• **Given instruction**: Print the lines below exactly, leaving out the pictures.

• **Material provided**:

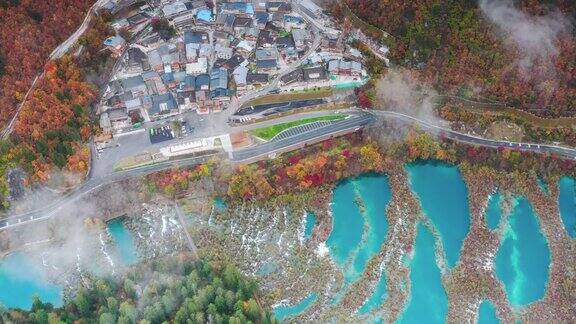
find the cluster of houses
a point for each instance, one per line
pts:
(219, 50)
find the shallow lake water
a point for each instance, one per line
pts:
(523, 258)
(487, 313)
(567, 204)
(428, 301)
(444, 199)
(494, 211)
(359, 224)
(282, 312)
(310, 222)
(20, 279)
(124, 242)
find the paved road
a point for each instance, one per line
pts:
(96, 182)
(273, 84)
(266, 149)
(565, 152)
(56, 53)
(65, 46)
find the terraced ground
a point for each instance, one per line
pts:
(268, 133)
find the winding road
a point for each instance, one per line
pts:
(354, 122)
(57, 53)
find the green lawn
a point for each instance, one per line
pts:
(287, 96)
(267, 133)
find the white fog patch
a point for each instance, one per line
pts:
(534, 37)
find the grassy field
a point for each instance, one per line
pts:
(267, 133)
(283, 97)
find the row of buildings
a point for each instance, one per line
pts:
(218, 52)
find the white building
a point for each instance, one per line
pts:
(199, 67)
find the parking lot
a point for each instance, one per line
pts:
(161, 134)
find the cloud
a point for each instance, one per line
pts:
(534, 37)
(400, 92)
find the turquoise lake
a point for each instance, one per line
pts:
(494, 211)
(19, 281)
(282, 312)
(124, 242)
(357, 203)
(220, 204)
(523, 258)
(428, 301)
(567, 204)
(310, 222)
(487, 313)
(444, 199)
(377, 297)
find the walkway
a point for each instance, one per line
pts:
(301, 129)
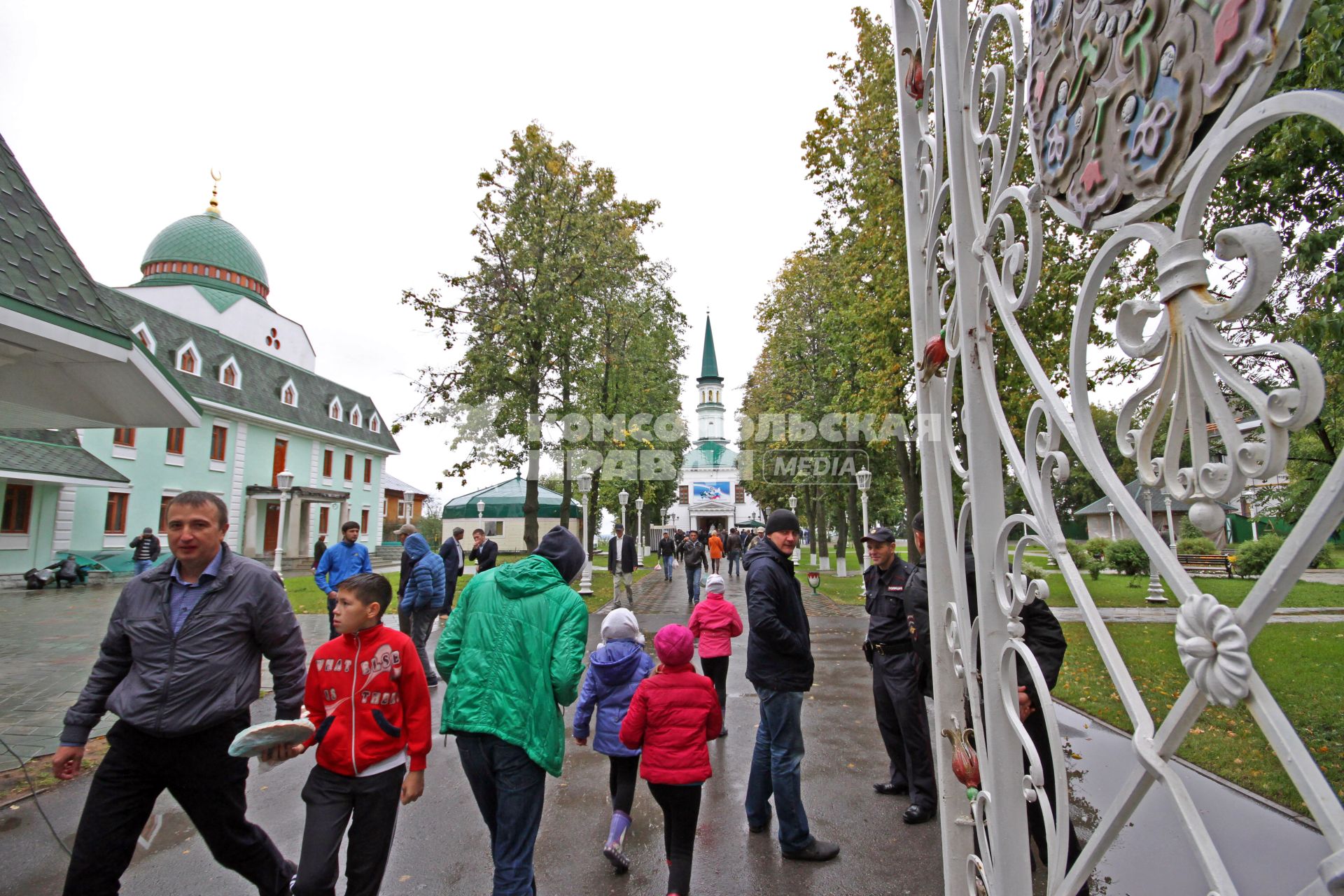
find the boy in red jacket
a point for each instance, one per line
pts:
(673, 713)
(369, 697)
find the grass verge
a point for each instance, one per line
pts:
(1296, 662)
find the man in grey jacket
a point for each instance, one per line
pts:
(181, 665)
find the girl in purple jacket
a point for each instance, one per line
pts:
(616, 669)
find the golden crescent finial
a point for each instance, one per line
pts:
(214, 192)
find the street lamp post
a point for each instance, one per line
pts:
(864, 479)
(284, 480)
(587, 580)
(1155, 583)
(638, 526)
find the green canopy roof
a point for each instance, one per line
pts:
(505, 500)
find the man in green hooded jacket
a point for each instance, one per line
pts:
(512, 656)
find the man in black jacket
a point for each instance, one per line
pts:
(897, 694)
(780, 666)
(620, 562)
(483, 552)
(454, 564)
(181, 665)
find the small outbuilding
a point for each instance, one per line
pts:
(499, 511)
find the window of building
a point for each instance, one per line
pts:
(163, 512)
(115, 523)
(218, 442)
(18, 508)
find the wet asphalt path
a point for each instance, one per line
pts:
(441, 844)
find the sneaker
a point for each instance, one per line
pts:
(620, 862)
(819, 852)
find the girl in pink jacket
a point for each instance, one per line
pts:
(715, 622)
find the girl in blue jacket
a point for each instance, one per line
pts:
(616, 669)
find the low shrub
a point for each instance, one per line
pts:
(1196, 546)
(1254, 556)
(1097, 547)
(1126, 556)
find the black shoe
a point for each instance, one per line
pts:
(819, 852)
(918, 816)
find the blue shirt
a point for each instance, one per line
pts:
(183, 597)
(340, 562)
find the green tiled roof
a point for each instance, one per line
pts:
(710, 454)
(710, 362)
(38, 266)
(262, 375)
(505, 500)
(206, 239)
(51, 453)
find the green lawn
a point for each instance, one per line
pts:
(1297, 663)
(305, 597)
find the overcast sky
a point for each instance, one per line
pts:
(350, 139)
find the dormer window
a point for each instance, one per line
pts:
(147, 339)
(188, 359)
(230, 375)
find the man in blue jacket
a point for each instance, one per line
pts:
(342, 561)
(424, 597)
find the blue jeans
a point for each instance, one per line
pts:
(508, 789)
(692, 583)
(777, 769)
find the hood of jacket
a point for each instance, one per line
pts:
(562, 548)
(416, 546)
(531, 575)
(616, 663)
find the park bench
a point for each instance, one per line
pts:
(1206, 564)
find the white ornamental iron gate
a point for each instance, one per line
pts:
(1126, 108)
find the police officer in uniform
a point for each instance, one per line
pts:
(889, 586)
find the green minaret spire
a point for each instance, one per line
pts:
(710, 365)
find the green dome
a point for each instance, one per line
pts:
(210, 251)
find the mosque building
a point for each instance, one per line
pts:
(710, 492)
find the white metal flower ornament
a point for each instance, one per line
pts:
(1214, 649)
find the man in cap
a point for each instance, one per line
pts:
(620, 562)
(780, 666)
(890, 587)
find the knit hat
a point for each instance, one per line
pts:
(783, 522)
(673, 644)
(622, 625)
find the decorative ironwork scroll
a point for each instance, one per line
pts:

• **Result**:
find the cluster of houses
a point for each instance, one per line
pts:
(219, 50)
find the shallow lake water
a point for each instance, one per line
pts:
(523, 258)
(487, 313)
(567, 204)
(428, 301)
(444, 199)
(494, 211)
(359, 224)
(282, 312)
(310, 222)
(20, 279)
(124, 242)
find the paved road
a point for each instance, one per line
pts:
(96, 182)
(273, 84)
(266, 149)
(565, 152)
(56, 53)
(65, 46)
find the terraced ground
a point for each instance, one per line
pts:
(268, 133)
find the winding road
a point for each instance, one per line
pts:
(354, 122)
(57, 53)
find the green lawn
a point for each instance, one per line
pts:
(287, 96)
(267, 133)
find the white fog patch
a point for each instance, one per line
pts:
(534, 37)
find the grassy field
a point for each instance, one per line
pts:
(267, 133)
(283, 97)
find the row of buildings
a point for each instance, one per line
pts:
(218, 52)
find the white building
a point for each instance, one per line
pts:
(199, 67)
find the parking lot
a point for each instance, one per line
pts:
(161, 134)
find the cloud
a point for each instance, one per line
pts:
(534, 37)
(400, 92)
find the turquoise lake
a point for each instance, one per line
pts:
(494, 211)
(19, 281)
(282, 312)
(124, 242)
(357, 203)
(220, 204)
(523, 258)
(428, 301)
(567, 204)
(310, 222)
(487, 313)
(444, 199)
(377, 297)
find the walkway
a point for each instance, one per line
pts:
(301, 129)
find the boy in red jacket
a point for each instance, one per line
pts:
(673, 713)
(369, 697)
find the grass verge
a point for each instance, one per line
pts:
(1296, 662)
find the man in grey jacket
a point for each instance, one per line
pts:
(181, 665)
find the girl in purple jacket
a point for each instance, one per line
pts:
(616, 669)
find the golden crescent finial
a point for each instance, one per line
pts:
(214, 192)
find the street lamp post
a point for each instance, one per line
pts:
(864, 479)
(284, 480)
(587, 580)
(1155, 583)
(638, 526)
find the green canopy roof
a point for each instance, one per line
pts:
(505, 500)
find the man in green hooded jacket
a point for each instance, one per line
pts:
(512, 656)
find the man in black jacket
a point for each instance, one per line
pts:
(897, 694)
(780, 666)
(620, 562)
(483, 552)
(454, 564)
(181, 665)
find the small outbuilding
a point for each instance, one per line
pts:
(499, 511)
find the window of building
a point for each instance, one per line
pts:
(163, 512)
(115, 523)
(218, 442)
(18, 508)
find the wet asphalt path
a point for each instance, one per line
pts:
(441, 844)
find the sneaker
a point for each instance, one per line
pts:
(620, 862)
(819, 852)
find the girl in pink jacket
a point for each instance, one per line
pts:
(715, 622)
find the girl in blue jacket
a point for each instance, one per line
pts:
(616, 669)
find the low shrub
a point for each instance, one per line
pts:
(1196, 546)
(1254, 556)
(1097, 547)
(1126, 556)
find the black shoe
a point for each instance, one per line
pts:
(819, 852)
(918, 816)
find the blue shirt
a point for each instance, one per line
pts:
(183, 597)
(340, 562)
find the green tiled roof
a point for each instance, one per line
pts:
(710, 454)
(710, 362)
(38, 266)
(262, 375)
(505, 500)
(206, 239)
(51, 453)
find the green lawn
a point for each instance, one per line
pts:
(1297, 663)
(305, 597)
find the overcast sky
a point for each instance, one per line
pts:
(350, 139)
find the dormer window
a point for each instance, one per line
pts:
(147, 339)
(188, 359)
(230, 375)
find the man in blue jacket
a point for each instance, one per line
pts:
(342, 561)
(424, 597)
find the blue jeans
a point for each instance, one per line
pts:
(508, 789)
(692, 583)
(777, 769)
find the hood of jacket
a point for each instance, one per line
pts:
(562, 548)
(416, 546)
(531, 575)
(616, 663)
find the park bench
a point for each instance, one per line
pts:
(1206, 564)
find the white ornamental iron gate
a point for each instance, one per line
pts:
(1126, 108)
find the police officer in uniform
a point for each instance, one per line
pts:
(889, 586)
find the green minaret spire
a point for each instance, one per line
pts:
(710, 365)
find the green dome
a point for each instance, one per line
pts:
(210, 251)
find the mosque building
a point for each instance, one per line
pts:
(710, 492)
find the white metal flower ornament
a point for each instance, one per line
pts:
(1214, 649)
find the man in cap
a point for each instance, one per line
pts:
(620, 562)
(780, 666)
(890, 587)
find the knit hat
a point for each instance, one per line
pts:
(783, 522)
(673, 644)
(622, 625)
find the decorative ironwork scroll
a point for each instance, one per line
pts:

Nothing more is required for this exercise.